▶ Gezeigtes Material
= = = =
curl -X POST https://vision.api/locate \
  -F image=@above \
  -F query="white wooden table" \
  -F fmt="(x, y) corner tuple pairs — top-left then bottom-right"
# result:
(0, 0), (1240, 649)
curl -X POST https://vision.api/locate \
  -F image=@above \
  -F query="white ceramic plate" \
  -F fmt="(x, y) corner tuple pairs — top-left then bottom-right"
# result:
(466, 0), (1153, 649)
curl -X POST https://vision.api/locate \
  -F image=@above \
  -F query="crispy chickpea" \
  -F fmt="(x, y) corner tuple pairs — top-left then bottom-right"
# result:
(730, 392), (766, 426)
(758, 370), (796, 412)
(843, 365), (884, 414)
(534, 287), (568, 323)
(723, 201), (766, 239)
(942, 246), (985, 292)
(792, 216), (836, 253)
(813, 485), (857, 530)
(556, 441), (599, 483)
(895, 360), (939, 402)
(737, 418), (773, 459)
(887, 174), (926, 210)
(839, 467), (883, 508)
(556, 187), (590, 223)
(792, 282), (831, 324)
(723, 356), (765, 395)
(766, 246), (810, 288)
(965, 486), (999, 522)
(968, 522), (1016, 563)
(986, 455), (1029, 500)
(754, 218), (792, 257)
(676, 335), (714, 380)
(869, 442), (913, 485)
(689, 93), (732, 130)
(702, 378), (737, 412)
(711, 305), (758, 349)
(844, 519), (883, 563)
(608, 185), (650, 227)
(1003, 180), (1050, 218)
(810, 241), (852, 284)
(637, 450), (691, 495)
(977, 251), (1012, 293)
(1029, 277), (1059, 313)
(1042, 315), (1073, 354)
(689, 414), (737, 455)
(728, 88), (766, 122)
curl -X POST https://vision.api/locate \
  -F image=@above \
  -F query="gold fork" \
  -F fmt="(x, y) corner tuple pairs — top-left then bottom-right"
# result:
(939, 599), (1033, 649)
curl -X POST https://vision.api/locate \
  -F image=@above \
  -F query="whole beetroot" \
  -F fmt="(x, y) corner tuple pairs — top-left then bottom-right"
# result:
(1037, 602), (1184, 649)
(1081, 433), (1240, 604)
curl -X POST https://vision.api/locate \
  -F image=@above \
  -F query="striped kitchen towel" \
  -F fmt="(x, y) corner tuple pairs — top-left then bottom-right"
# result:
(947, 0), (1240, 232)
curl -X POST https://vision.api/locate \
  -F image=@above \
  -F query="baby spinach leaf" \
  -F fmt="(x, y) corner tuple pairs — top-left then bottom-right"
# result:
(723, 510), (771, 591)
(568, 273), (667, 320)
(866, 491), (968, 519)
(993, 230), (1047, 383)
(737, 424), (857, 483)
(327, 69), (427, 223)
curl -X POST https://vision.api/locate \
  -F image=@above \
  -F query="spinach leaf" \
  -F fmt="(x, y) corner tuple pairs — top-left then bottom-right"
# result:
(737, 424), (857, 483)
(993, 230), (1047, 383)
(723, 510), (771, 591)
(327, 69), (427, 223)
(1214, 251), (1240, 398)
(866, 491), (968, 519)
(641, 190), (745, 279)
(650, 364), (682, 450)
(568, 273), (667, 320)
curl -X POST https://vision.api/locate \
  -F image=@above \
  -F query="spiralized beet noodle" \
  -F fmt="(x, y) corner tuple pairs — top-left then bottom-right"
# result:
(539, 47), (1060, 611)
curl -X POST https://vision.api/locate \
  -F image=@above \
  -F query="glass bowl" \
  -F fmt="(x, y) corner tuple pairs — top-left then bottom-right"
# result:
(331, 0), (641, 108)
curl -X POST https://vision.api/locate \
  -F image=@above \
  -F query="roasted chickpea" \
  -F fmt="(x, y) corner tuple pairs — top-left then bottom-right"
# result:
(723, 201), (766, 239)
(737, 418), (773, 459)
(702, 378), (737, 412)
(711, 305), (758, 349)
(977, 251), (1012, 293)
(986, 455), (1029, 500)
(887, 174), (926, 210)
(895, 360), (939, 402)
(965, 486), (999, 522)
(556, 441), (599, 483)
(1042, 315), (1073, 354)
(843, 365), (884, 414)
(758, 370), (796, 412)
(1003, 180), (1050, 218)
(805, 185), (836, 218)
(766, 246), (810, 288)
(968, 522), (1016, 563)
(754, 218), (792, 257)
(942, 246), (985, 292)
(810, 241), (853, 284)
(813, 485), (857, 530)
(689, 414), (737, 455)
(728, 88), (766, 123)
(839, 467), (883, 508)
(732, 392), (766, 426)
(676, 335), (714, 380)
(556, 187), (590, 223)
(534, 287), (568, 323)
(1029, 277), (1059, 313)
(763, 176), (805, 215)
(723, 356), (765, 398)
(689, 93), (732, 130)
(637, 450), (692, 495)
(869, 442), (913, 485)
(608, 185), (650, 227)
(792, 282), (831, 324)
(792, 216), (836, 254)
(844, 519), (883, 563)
= = = =
▶ Deine Aufgabe
Finde in der Auflistung oben jede Zeile, in der das Wort „leaf“ vorkommt, und schreibe sie ab. Groß- und Kleinschreibung zählen.

▶ Antwort zur Übung
  -F query="baby spinach leaf" \
  -F query="spinach leaf" \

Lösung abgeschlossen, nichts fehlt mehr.